* [What to produce]: Rescale the items below, from their start through the line that contains "87 138 L 92", by repeating every line, requests included, with each outline coordinate multiplied by 2.2 and rounded to a whole number (halves up), while numbers in the requests stay unchanged. Leave the pictures out.

* [Raw records]:
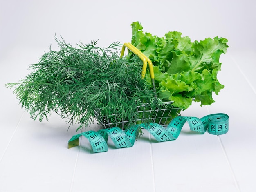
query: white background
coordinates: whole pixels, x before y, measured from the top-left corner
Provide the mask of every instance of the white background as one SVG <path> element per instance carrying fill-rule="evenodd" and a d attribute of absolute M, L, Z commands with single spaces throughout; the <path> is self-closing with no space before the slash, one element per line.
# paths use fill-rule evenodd
<path fill-rule="evenodd" d="M 256 190 L 254 71 L 256 6 L 252 0 L 0 1 L 0 192 L 254 192 Z M 130 41 L 130 24 L 163 36 L 177 31 L 192 41 L 228 39 L 218 76 L 225 85 L 211 106 L 195 103 L 182 115 L 222 112 L 229 131 L 191 133 L 155 142 L 147 132 L 132 147 L 92 153 L 82 139 L 68 150 L 77 125 L 53 114 L 39 122 L 24 112 L 5 84 L 28 74 L 55 34 L 73 45 L 99 39 L 106 47 Z M 89 129 L 97 128 L 96 125 Z"/>

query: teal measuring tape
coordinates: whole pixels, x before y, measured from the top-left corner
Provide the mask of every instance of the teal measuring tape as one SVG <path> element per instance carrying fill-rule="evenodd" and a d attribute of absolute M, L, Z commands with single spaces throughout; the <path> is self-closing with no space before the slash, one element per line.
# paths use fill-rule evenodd
<path fill-rule="evenodd" d="M 87 138 L 92 148 L 94 153 L 107 151 L 108 139 L 109 136 L 117 148 L 133 146 L 136 133 L 139 127 L 147 130 L 159 142 L 176 139 L 181 129 L 187 122 L 190 130 L 213 135 L 226 133 L 229 129 L 229 116 L 223 113 L 207 115 L 200 119 L 195 117 L 180 116 L 173 118 L 166 128 L 156 123 L 141 124 L 131 126 L 123 130 L 119 127 L 99 130 L 97 132 L 88 131 L 74 135 L 68 141 L 69 148 L 79 145 L 79 138 L 82 136 Z"/>

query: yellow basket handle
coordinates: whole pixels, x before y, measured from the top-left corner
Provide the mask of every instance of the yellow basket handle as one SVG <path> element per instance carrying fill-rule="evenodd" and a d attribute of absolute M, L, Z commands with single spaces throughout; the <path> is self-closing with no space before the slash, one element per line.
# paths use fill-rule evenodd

* [The result]:
query: white background
coordinates: whole pixels, x before y, measured from the top-left corner
Provide the mask of every instance of the white background as one SVG <path> element per instance carrying fill-rule="evenodd" and a d attribute of absolute M, L, Z commands with single spaces throughout; the <path> is self-closing with no space before the slash, one element per line.
# paths use fill-rule evenodd
<path fill-rule="evenodd" d="M 563 418 L 559 156 L 563 13 L 554 0 L 0 2 L 0 422 L 559 422 Z M 286 90 L 286 53 L 359 79 L 389 68 L 422 90 L 502 86 L 480 167 L 495 187 L 464 233 L 429 227 L 400 253 L 488 246 L 504 288 L 420 293 L 341 312 L 323 290 L 290 323 L 202 337 L 180 306 L 150 330 L 169 275 L 117 251 L 86 268 L 53 246 L 11 185 L 62 163 L 121 75 L 161 99 L 218 86 L 233 103 Z M 196 284 L 213 282 L 211 275 Z"/>

query: teal measuring tape
coordinates: whole pixels, x before y, measured from the top-left corner
Provide the mask of every instance of the teal measuring tape as one SVG <path> element per instance carrying fill-rule="evenodd" and a d attribute of absolute M, L, Z commands with single spaces throughout; the <path> is self-closing with no space before the slash, one element per line.
# paths use fill-rule evenodd
<path fill-rule="evenodd" d="M 191 304 L 202 326 L 207 337 L 235 332 L 238 306 L 240 299 L 257 326 L 293 321 L 299 293 L 306 279 L 323 286 L 350 312 L 387 306 L 398 284 L 411 268 L 418 286 L 469 297 L 497 293 L 504 284 L 504 255 L 491 249 L 455 253 L 440 262 L 429 257 L 396 255 L 381 260 L 365 282 L 343 271 L 310 273 L 288 277 L 271 286 L 262 279 L 218 286 L 213 290 L 194 288 L 163 297 L 150 310 L 152 326 L 174 319 L 174 304 L 180 299 Z"/>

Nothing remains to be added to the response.